# Text shown
—————

Focusing on the positive, let’s acknowledge that HTML 5 improves the user’s web experience in many respects including the use of audio, video, and graphics animation. It is also supposed to make the life of web developers much easier.

It’s important to say that not all the laurels should be given to HTML 5 which is ‘only’ a new version of the mark-up language HTML 4.01. Actually the praise needs to go to “HTML 5 & Friends”, as Paul Rouget and Geoffrey Dorne call it on the Mozilla developer network [3]. Only the collection of HTML 5 and its friends like CSS3 and Javascript make the whole experience increasingly exciting. That overall collection is often simply referred to as HTML 5 or HTML 5 technologies (reason being that the collection tends to become overwhelming…).

This habit is good and bad: Good as it just throws everything in one pot and more practical people wouldn’t need to worry about a cumbersome classification of the many technology efforts into certain groups of specifications (“Is Web Workers part of HTML 5 or part of CSS3 or part of Javascript …?”). Bad in the sense that throwing everything in a single bucket renders the overall picture opaque. The bucket of many, many tens of specifications looks messy, like the wild growth of 100s of herbal plants in a wide and big ceramic pot.

A set of technologies like “HTML 5 technologies” is one thing. But what’s called the Open Web Platform (let’s call it OWP for short here) is even bigger and bolder. The OWP is a programming environment just like say the ones built around Java for mobile driven by Oracle, or Java for Google’s Android platform or Objective-C for Apple’s iOS operating system. However, the OWP builds on a family of technologies that emerged around the web browser.

—————

(Object point labels)
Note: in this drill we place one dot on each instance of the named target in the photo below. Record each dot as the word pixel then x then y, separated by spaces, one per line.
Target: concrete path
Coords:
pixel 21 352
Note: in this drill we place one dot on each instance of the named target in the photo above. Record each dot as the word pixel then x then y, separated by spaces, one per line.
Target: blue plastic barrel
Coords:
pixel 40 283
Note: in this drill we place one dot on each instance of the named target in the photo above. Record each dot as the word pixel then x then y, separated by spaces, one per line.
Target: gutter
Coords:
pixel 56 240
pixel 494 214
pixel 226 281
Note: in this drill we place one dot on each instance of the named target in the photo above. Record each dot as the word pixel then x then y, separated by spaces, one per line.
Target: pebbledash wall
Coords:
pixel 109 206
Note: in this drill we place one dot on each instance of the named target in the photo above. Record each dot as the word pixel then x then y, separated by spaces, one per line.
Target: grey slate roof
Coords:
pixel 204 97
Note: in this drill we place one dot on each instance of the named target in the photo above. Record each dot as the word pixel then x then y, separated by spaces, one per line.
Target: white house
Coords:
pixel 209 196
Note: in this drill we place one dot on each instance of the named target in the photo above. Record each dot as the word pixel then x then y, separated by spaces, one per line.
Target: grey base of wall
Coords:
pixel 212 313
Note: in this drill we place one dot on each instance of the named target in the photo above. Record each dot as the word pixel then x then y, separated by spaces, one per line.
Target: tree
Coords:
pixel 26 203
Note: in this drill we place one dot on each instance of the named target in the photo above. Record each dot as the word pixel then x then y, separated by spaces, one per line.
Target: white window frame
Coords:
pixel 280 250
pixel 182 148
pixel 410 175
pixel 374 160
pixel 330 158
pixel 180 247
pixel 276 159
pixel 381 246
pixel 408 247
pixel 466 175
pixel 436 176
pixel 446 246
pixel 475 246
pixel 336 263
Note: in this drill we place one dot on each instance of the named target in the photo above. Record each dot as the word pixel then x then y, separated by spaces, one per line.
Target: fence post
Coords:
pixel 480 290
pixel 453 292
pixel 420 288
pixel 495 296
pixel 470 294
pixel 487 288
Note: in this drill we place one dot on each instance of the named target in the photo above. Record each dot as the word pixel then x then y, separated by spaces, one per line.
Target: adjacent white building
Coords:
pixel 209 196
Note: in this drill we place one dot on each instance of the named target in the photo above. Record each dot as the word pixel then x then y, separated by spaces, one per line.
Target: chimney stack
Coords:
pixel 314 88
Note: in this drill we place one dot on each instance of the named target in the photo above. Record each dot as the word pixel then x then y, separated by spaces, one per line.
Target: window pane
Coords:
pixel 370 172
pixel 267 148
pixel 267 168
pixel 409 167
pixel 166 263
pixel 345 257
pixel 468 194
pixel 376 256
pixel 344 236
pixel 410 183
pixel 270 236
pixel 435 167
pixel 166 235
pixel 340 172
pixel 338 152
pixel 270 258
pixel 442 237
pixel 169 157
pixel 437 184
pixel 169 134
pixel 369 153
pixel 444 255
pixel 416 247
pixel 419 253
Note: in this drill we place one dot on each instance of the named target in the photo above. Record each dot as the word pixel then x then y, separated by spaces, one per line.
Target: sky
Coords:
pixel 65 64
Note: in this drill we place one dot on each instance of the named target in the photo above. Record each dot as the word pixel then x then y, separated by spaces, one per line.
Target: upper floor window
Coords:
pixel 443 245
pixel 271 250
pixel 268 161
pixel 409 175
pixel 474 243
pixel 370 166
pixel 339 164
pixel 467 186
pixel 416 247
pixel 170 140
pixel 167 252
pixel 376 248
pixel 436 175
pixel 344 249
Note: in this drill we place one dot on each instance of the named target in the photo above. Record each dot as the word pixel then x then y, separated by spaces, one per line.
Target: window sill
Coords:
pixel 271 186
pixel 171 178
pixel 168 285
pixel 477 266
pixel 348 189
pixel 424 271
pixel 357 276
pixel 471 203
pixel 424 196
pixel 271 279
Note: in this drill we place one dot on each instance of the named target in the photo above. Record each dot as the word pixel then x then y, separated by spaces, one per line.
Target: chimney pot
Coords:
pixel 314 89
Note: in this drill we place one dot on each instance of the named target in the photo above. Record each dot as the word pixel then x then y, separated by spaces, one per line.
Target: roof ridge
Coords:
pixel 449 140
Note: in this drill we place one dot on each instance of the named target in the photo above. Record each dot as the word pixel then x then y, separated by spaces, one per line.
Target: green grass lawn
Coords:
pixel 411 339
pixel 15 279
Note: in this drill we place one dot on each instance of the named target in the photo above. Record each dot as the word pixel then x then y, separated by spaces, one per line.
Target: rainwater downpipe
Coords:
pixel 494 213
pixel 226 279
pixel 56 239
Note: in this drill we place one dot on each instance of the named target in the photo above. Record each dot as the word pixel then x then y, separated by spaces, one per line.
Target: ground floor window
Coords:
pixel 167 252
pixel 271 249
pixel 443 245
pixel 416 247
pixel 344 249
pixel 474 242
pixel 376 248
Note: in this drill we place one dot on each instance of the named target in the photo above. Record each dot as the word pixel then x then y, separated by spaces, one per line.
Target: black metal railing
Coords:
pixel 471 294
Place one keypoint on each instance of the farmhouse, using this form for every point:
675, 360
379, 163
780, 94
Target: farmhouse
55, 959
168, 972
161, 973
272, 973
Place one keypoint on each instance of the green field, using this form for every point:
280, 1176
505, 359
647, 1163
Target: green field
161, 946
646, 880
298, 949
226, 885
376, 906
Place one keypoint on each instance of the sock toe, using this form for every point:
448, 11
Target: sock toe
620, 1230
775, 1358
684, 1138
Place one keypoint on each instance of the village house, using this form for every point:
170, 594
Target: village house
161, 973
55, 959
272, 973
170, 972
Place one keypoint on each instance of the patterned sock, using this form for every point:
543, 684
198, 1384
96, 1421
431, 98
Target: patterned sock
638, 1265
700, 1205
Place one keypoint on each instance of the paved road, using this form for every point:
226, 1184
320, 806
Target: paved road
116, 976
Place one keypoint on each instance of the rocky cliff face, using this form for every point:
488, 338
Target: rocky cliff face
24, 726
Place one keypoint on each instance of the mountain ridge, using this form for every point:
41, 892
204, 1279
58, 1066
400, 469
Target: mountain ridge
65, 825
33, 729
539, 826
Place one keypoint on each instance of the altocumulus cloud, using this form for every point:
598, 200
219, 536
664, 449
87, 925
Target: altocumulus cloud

—————

# The tasks
(A) Set down the passage on HTML 5 word for word, from "It’s important to" to "to become overwhelming…).".
(B) Extract the lines of the records from the line with "Place one keypoint on each instance of the altocumulus" to the final line of the records, both included, and repeat only those lines exactly.

# Solutions per task
(A)
It’s important to say that not all the laurels should be given to HTML 5 which is ‘only’ a new version of the mark-up language HTML 4.01. Actually the praise needs to go to “HTML 5 & Friends”, as Paul Rouget and Geoffrey Dorne call it on the Mozilla developer network [3]. Only the collection of HTML 5 and its friends like CSS3 and Javascript make the whole experience increasingly exciting. That overall collection is often simply referred to as HTML 5 or HTML 5 technologies (reason being that the collection tends to become overwhelming…).

(B)
Place one keypoint on each instance of the altocumulus cloud, using this form for every point:
598, 200
219, 536
664, 449
87, 925
Target: altocumulus cloud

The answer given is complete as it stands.